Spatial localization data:
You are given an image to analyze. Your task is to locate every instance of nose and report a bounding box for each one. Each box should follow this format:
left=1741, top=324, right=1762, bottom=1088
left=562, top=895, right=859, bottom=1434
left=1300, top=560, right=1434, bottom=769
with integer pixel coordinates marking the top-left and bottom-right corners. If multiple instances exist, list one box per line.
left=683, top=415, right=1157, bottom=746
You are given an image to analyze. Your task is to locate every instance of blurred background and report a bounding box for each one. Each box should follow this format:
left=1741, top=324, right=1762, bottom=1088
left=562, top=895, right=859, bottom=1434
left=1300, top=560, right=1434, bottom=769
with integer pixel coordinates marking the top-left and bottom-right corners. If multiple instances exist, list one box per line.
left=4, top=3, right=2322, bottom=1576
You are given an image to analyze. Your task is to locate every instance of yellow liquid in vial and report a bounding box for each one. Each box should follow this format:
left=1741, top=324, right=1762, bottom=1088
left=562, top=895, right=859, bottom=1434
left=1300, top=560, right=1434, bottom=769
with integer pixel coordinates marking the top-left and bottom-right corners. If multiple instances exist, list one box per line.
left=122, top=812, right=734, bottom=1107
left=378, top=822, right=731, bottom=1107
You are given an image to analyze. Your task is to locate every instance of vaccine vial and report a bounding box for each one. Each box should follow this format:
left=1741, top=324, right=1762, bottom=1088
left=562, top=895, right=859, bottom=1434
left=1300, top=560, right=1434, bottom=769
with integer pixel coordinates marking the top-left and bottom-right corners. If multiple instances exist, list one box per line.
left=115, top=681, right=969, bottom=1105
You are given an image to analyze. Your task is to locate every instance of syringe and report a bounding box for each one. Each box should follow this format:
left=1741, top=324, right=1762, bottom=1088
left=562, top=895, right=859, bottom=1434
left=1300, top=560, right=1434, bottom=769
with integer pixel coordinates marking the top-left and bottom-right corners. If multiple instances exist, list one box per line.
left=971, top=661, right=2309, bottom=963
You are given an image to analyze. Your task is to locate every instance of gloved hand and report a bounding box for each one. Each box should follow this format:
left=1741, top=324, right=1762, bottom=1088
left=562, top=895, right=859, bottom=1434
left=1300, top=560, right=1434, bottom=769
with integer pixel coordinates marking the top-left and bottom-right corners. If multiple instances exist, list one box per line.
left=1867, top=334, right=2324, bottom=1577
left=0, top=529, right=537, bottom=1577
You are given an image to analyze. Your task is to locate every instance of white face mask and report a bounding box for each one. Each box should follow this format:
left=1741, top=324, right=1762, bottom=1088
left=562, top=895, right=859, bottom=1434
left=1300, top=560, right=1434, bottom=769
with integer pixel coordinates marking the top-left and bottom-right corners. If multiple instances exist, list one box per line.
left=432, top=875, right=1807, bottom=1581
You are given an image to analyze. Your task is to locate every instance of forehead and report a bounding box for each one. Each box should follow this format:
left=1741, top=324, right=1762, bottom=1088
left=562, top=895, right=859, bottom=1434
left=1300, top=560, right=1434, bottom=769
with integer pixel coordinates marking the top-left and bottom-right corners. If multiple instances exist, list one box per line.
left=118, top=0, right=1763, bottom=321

TASK TO CARRY OUT: Transcribe all entries exactly as they appear above.

TASK RESPONSE:
You are given an image to analyze. Your task is to locate every instance of nose and report a bounding box for each one. Each box should follow this format:
left=1741, top=324, right=1762, bottom=1088
left=562, top=895, right=859, bottom=1434
left=1300, top=560, right=1434, bottom=769
with integer pixel coordinates marking the top-left and bottom-right corners. If multiple instances exist, list one box per line.
left=683, top=415, right=1157, bottom=746
You are given an image to analyze. Your task is to locate every instance of blurred background and report a bounding box for each one. Each box should follow this format:
left=1741, top=324, right=1762, bottom=1088
left=562, top=895, right=859, bottom=1434
left=1300, top=560, right=1434, bottom=769
with integer pixel coordinates marking the top-left and bottom-right corners. If multiple instances exist, list one box per line.
left=4, top=3, right=2322, bottom=1576
You are given an image to analyze. Your task is to locate every instance of yellow liquid in vial and report a bounding box for each one. Each box should follow this format:
left=1741, top=324, right=1762, bottom=1088
left=562, top=895, right=859, bottom=1434
left=1300, top=560, right=1434, bottom=769
with integer pixel coordinates marking the top-left and bottom-right corners. If multiple instances exist, list one box per line.
left=122, top=812, right=734, bottom=1107
left=378, top=822, right=731, bottom=1107
You are given an image to analyze. Your task is to locate every instance of vaccine vial and report a bounding box for each one. Each box should follow this format:
left=1741, top=324, right=1762, bottom=1088
left=562, top=895, right=859, bottom=1434
left=1300, top=560, right=1434, bottom=769
with integer pixel coordinates marking the top-left and bottom-right corners. If multiple instances exist, list one box per line.
left=115, top=681, right=969, bottom=1105
You are given an image to analyze. Your task is to locate every instance of syringe and report a bounding box for each one. Each box should follow this format:
left=1741, top=324, right=1762, bottom=1088
left=562, top=895, right=859, bottom=1434
left=1300, top=560, right=1434, bottom=769
with integer pixel coordinates marking the top-left and bottom-right corners. If multiple instances exist, list one box per line.
left=971, top=661, right=2309, bottom=963
You are given an image to analyze. Your task is to locate every instance of gloved hand and report a bounding box for each one. Each box should follow this format:
left=1741, top=324, right=1762, bottom=1088
left=562, top=895, right=859, bottom=1434
left=1300, top=560, right=1434, bottom=769
with integer pixel coordinates marking the top-left and bottom-right corners. If multiple instances exist, list one box per line.
left=1867, top=334, right=2324, bottom=1577
left=0, top=529, right=537, bottom=1577
You are given an image to analyze. Your task is to locate every instance of white face mask and report a bounding box for each one. Each box should follow this format:
left=1741, top=324, right=1762, bottom=1088
left=562, top=895, right=859, bottom=1434
left=1300, top=560, right=1434, bottom=769
with integer pixel coordinates marking the top-left and bottom-right corners. If multiple instances exist, list one box per line.
left=432, top=875, right=1807, bottom=1581
You are given an image to analyze. Your task is to locate every instance of forehead and report a bounding box for each one. Each box should follow this format:
left=1741, top=324, right=1762, bottom=1088
left=562, top=895, right=859, bottom=1434
left=1300, top=560, right=1434, bottom=769
with integer pixel coordinates marking the top-left and bottom-right corners. If multiple instances exist, list one box per line.
left=118, top=0, right=1763, bottom=321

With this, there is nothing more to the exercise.